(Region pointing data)
-- Opening Marker --

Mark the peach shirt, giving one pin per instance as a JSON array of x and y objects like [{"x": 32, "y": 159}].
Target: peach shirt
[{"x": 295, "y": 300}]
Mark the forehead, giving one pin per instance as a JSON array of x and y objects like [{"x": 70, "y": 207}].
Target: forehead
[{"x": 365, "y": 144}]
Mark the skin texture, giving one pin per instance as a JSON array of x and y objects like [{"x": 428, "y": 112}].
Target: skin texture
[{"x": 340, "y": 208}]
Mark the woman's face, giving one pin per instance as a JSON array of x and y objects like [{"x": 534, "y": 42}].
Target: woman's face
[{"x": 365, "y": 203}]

-- Closing Marker --

Report the lines above that contain "giving".

Result below.
Mark the peach shirt, giving one pin per instance as a JSON array of x and y objects like [{"x": 32, "y": 159}].
Mark the forehead, giving one pin per instance as a JSON array of x and y objects like [{"x": 70, "y": 207}].
Mark the skin texture, giving one pin per instance as a JSON array of x and y objects like [{"x": 428, "y": 112}].
Mark the woman's face, giving one pin per instance as a JSON array of x and y objects like [{"x": 534, "y": 42}].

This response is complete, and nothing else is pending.